* What you will do: Duplicate every one of the rows below, keeping each line the same down to the last character.

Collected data
________
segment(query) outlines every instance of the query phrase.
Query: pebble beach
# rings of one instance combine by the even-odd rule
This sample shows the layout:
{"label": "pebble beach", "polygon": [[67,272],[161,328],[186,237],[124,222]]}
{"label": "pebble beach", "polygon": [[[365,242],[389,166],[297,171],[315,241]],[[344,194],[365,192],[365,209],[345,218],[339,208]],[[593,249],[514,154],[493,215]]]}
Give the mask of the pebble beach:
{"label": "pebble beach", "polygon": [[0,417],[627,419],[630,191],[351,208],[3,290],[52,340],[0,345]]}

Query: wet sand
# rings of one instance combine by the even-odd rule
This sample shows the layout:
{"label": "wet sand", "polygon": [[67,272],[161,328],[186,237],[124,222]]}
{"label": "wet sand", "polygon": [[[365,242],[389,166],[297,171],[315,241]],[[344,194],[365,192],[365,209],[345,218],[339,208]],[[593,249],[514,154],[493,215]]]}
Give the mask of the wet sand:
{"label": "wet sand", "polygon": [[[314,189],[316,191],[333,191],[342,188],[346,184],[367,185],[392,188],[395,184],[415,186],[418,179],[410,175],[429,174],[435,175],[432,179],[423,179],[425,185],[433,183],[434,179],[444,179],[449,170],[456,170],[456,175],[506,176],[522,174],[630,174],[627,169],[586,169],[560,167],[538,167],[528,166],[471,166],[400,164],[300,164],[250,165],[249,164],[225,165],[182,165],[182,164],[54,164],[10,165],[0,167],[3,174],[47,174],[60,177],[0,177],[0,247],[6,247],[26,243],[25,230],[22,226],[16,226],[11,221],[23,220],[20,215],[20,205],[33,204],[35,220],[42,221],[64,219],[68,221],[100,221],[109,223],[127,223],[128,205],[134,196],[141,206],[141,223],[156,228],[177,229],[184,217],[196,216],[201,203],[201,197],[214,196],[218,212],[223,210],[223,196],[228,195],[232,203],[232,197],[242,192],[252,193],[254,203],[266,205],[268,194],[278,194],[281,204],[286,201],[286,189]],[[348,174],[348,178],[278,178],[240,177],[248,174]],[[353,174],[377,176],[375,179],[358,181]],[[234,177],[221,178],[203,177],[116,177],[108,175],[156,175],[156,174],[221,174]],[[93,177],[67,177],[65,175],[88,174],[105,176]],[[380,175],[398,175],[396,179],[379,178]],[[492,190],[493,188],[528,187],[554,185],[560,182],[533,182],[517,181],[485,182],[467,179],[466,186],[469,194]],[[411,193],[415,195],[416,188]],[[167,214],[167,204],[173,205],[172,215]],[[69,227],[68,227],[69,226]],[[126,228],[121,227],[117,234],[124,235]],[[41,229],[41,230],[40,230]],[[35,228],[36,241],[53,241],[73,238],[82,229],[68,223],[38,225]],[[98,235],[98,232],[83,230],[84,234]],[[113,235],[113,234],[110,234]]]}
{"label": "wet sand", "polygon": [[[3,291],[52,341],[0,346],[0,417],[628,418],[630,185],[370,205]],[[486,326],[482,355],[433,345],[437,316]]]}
________
* Result for this task:
segment(query) outlines every instance of the query phrase.
Query: pebble beach
# rings of one instance combine by the even-odd rule
This sample shows the layout:
{"label": "pebble beach", "polygon": [[67,272],[161,328],[186,237],[124,222]]}
{"label": "pebble beach", "polygon": [[[365,242],[389,166],[297,171],[315,241]],[[344,194],[365,192],[365,209],[345,218],[339,208]],[[593,249],[514,154],[493,215]]]}
Give the mask of the pebble beach:
{"label": "pebble beach", "polygon": [[0,417],[627,419],[630,191],[351,208],[3,290],[52,340],[0,345]]}

Query: wet sand
# rings of one instance combine by the even-odd rule
This sample shows the layout:
{"label": "wet sand", "polygon": [[67,272],[161,328],[186,237],[124,222]]}
{"label": "wet sand", "polygon": [[[365,242],[389,166],[297,171],[315,241]],[[344,194],[365,192],[365,209],[345,218],[339,208]],[[593,249],[514,154],[493,215]]]}
Give the mask of the wet sand:
{"label": "wet sand", "polygon": [[[314,189],[316,191],[333,191],[342,188],[346,184],[367,185],[392,188],[395,184],[415,186],[418,179],[410,175],[429,174],[435,175],[432,179],[423,179],[425,185],[433,183],[434,179],[444,179],[449,170],[456,170],[456,175],[506,176],[522,174],[630,174],[627,169],[586,169],[560,167],[538,167],[528,166],[471,166],[400,164],[300,164],[250,165],[249,164],[225,165],[182,165],[182,164],[54,164],[10,165],[0,167],[3,174],[47,174],[60,177],[0,177],[0,247],[6,247],[26,243],[25,230],[22,226],[16,226],[11,221],[23,220],[20,215],[20,205],[33,204],[35,220],[42,221],[64,219],[68,221],[100,221],[109,223],[127,223],[128,205],[134,196],[141,206],[141,223],[156,228],[177,229],[184,217],[196,216],[201,203],[201,197],[214,196],[218,212],[223,210],[223,196],[228,195],[232,203],[232,197],[242,192],[252,193],[254,203],[266,205],[268,194],[278,194],[281,204],[286,201],[286,189]],[[348,174],[348,178],[278,178],[240,177],[248,174]],[[353,174],[377,176],[375,179],[358,181]],[[234,177],[221,178],[203,177],[116,177],[108,175],[156,175],[156,174],[221,174]],[[93,177],[67,177],[65,175],[88,174],[105,176]],[[380,175],[398,175],[396,179],[379,178]],[[492,190],[493,188],[528,187],[554,185],[560,182],[533,182],[517,181],[485,182],[467,179],[466,186],[469,194]],[[411,193],[415,195],[416,188]],[[167,214],[167,204],[173,205],[172,215]],[[69,227],[68,227],[69,226]],[[126,228],[121,227],[117,234],[124,235]],[[41,229],[41,230],[40,230]],[[35,228],[36,241],[53,241],[73,238],[82,229],[68,223],[38,225]],[[98,235],[98,232],[83,230],[84,234]],[[113,235],[113,234],[110,234]]]}
{"label": "wet sand", "polygon": [[[3,291],[52,341],[0,346],[0,417],[628,418],[630,185],[370,205]],[[486,326],[482,355],[433,345],[437,316]]]}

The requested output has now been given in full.